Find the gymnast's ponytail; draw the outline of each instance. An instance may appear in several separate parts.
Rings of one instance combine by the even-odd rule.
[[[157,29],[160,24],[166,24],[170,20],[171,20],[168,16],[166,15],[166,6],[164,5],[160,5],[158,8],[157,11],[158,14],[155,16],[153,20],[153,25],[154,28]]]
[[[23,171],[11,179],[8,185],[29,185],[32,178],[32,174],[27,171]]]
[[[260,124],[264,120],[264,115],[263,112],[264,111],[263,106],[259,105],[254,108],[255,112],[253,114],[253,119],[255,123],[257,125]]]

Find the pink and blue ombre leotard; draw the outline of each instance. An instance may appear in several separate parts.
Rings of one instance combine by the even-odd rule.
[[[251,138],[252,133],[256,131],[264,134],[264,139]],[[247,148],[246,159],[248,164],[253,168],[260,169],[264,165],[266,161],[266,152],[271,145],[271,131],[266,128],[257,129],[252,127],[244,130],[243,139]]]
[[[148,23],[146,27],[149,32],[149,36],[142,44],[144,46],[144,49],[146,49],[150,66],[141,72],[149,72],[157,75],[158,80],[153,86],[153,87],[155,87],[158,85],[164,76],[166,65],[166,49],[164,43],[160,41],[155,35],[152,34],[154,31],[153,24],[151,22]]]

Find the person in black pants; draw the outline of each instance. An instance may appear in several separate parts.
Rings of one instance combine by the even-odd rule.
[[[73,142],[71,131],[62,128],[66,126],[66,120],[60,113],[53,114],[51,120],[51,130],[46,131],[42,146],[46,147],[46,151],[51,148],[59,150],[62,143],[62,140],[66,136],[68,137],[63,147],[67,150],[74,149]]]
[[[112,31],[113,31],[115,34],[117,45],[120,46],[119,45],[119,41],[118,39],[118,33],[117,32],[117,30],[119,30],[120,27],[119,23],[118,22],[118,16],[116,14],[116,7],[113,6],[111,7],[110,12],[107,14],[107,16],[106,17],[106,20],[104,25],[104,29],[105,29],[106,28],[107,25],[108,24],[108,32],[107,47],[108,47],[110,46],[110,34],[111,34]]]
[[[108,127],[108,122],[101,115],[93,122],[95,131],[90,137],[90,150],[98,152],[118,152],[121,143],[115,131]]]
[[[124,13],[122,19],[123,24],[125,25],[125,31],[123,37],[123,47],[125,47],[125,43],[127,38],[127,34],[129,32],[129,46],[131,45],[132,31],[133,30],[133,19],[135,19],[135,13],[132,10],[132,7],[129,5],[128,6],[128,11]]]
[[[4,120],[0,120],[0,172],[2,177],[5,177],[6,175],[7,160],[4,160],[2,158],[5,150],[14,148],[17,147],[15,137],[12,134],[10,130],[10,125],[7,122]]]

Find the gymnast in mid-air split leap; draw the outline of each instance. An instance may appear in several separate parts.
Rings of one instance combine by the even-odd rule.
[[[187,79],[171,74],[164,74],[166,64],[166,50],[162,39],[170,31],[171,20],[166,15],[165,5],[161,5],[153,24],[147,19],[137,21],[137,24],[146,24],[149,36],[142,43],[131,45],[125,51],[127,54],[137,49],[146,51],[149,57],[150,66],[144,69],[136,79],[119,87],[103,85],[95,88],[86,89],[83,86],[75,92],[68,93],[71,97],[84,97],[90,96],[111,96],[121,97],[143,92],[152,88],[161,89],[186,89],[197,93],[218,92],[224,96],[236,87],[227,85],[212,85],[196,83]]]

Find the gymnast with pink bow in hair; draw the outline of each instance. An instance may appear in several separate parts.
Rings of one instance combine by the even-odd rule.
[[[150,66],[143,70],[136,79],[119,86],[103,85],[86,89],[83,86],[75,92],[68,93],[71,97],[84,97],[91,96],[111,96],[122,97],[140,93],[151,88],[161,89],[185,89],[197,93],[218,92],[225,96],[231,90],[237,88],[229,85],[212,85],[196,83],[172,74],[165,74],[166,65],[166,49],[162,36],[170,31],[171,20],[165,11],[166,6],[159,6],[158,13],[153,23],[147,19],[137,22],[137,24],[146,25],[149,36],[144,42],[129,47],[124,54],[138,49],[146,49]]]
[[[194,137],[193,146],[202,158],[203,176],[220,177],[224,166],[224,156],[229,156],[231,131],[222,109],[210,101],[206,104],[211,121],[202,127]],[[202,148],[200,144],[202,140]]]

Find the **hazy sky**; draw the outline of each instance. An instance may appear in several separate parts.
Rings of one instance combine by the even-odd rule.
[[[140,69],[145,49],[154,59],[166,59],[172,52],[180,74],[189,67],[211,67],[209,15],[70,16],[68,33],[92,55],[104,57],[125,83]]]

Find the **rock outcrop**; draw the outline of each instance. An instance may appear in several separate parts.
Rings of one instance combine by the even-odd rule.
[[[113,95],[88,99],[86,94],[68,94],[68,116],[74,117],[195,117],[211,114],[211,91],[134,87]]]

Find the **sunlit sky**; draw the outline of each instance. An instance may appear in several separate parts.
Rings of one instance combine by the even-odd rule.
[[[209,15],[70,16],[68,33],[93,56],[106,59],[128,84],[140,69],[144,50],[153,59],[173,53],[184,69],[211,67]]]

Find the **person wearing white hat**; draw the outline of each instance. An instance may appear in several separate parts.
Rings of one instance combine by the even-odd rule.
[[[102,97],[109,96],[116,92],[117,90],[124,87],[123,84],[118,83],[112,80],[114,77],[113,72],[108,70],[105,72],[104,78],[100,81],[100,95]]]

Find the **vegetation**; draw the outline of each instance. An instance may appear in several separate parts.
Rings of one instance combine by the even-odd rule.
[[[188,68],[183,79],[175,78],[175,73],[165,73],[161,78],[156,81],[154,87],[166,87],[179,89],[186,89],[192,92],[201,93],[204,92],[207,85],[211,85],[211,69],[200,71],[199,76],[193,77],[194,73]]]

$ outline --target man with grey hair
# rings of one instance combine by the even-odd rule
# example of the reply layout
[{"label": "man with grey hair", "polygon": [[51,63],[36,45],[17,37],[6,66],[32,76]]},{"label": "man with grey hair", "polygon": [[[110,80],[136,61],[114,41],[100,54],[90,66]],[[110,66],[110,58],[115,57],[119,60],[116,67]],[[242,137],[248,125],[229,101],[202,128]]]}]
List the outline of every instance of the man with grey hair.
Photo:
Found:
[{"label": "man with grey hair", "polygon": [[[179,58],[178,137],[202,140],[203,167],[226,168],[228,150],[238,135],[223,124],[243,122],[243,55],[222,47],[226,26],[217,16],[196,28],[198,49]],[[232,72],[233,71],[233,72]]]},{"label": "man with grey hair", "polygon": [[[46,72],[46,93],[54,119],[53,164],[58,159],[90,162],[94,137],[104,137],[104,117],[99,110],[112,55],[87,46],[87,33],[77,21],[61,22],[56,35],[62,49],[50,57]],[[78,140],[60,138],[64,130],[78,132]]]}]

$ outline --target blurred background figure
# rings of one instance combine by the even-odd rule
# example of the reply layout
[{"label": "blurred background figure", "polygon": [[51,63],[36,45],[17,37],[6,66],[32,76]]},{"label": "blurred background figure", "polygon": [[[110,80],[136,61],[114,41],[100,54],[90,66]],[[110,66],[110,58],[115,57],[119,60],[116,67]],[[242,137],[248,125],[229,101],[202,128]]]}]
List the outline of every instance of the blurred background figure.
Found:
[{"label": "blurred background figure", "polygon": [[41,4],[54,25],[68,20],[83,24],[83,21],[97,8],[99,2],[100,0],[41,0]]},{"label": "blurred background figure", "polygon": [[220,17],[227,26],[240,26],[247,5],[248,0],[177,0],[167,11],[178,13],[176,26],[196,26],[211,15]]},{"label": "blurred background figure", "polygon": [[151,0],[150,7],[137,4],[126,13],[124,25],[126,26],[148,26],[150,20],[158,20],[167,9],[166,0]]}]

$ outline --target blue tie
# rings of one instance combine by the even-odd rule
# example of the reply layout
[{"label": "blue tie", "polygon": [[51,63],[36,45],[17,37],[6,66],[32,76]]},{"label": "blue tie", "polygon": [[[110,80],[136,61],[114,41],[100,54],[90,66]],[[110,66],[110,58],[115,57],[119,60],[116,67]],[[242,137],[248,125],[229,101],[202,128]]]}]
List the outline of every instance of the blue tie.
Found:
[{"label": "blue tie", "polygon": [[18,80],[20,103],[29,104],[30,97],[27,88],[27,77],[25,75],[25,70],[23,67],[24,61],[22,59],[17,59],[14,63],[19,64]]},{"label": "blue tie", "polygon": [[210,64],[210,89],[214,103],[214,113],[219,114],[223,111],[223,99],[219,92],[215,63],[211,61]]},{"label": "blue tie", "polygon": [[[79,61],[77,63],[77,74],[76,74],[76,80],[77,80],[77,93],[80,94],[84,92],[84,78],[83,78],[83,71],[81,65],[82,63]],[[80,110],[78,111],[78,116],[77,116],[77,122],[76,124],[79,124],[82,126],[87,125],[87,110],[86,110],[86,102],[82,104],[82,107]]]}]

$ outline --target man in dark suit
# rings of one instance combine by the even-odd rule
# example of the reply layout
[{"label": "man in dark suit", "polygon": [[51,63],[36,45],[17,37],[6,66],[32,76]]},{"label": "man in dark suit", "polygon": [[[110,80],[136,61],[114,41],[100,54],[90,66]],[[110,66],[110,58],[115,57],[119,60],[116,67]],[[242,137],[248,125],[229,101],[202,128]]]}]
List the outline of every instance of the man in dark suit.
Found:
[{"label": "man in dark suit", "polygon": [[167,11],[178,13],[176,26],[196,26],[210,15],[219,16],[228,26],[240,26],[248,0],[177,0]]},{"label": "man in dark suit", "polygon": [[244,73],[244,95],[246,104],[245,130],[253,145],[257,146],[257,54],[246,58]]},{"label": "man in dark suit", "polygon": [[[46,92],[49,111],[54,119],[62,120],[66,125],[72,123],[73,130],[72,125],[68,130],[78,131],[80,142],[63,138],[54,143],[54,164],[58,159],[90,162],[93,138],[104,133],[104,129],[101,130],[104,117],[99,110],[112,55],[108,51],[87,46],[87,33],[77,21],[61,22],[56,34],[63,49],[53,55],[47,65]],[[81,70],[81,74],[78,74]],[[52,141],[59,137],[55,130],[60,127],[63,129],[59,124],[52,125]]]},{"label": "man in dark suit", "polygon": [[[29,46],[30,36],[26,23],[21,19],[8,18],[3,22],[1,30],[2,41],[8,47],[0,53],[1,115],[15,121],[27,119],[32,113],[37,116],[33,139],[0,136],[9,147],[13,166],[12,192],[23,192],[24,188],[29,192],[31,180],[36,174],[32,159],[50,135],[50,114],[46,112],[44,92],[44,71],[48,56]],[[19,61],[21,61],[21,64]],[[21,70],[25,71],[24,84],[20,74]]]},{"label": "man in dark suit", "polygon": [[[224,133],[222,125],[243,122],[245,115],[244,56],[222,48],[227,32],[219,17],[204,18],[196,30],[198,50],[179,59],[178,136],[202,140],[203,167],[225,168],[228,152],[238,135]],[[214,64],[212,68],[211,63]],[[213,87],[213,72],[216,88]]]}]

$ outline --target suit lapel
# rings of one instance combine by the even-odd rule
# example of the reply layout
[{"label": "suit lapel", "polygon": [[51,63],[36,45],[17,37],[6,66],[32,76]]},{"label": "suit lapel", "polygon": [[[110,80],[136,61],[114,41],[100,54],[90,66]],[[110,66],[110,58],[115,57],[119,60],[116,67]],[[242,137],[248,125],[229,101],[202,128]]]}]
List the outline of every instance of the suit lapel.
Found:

++++

Copy the items verbatim from the line containing "--target man in dark suit" through the end of the items, including both of those lines.

**Answer in full:**
$ outline --target man in dark suit
# rings of one instance combine by the even-odd rule
# example of the reply layout
[{"label": "man in dark suit", "polygon": [[51,63],[36,45],[17,37],[6,66],[32,76]]},{"label": "man in dark suit", "polygon": [[[110,80],[136,61],[114,41],[100,54],[90,66]],[[110,66],[110,58],[115,57],[119,60],[116,67]],[[242,137],[248,125],[229,101],[202,128]]]}]
List the outline of every instance of the man in dark suit.
Found:
[{"label": "man in dark suit", "polygon": [[167,11],[178,13],[176,26],[196,26],[210,15],[219,16],[228,26],[240,26],[248,0],[177,0]]},{"label": "man in dark suit", "polygon": [[244,73],[244,95],[246,104],[245,130],[253,145],[257,146],[257,54],[246,58]]},{"label": "man in dark suit", "polygon": [[[46,92],[49,111],[54,119],[62,120],[66,125],[72,123],[73,130],[72,125],[68,130],[78,131],[80,142],[63,138],[54,143],[54,164],[58,159],[90,162],[93,138],[104,133],[104,129],[101,130],[104,117],[99,110],[112,55],[108,51],[87,46],[87,33],[77,21],[61,22],[56,34],[63,49],[53,55],[47,65]],[[81,70],[81,74],[78,74]],[[52,141],[59,137],[55,130],[60,127],[63,129],[59,124],[52,125]]]},{"label": "man in dark suit", "polygon": [[[29,46],[30,36],[26,23],[21,19],[8,18],[3,22],[1,30],[2,41],[8,47],[0,53],[1,115],[15,121],[27,119],[32,113],[37,116],[33,139],[0,136],[9,147],[13,166],[12,192],[23,192],[24,188],[29,192],[31,180],[36,174],[32,159],[50,135],[50,114],[46,112],[44,92],[44,71],[48,56]],[[19,61],[21,61],[21,64]],[[21,70],[25,71],[24,84],[20,74]]]},{"label": "man in dark suit", "polygon": [[[224,133],[222,125],[243,122],[245,115],[244,56],[222,48],[227,32],[219,17],[204,18],[196,30],[198,50],[179,59],[178,136],[202,140],[203,167],[225,168],[228,152],[238,135]],[[214,64],[212,68],[211,63]],[[213,87],[213,72],[216,88]]]}]

$ outline --target suit lapel
# rings of one instance combine by the even-odd rule
# example of the reply layout
[{"label": "suit lapel", "polygon": [[51,63],[36,45],[17,37],[6,66],[32,76]]},{"label": "suit lapel", "polygon": [[[110,80],[136,61],[114,41],[100,54],[90,66]],[[110,66],[110,58],[115,57],[119,60],[116,67]],[[242,137],[248,125],[229,101],[202,128]]]}]
List the outline of every instance of the suit lapel.
Found:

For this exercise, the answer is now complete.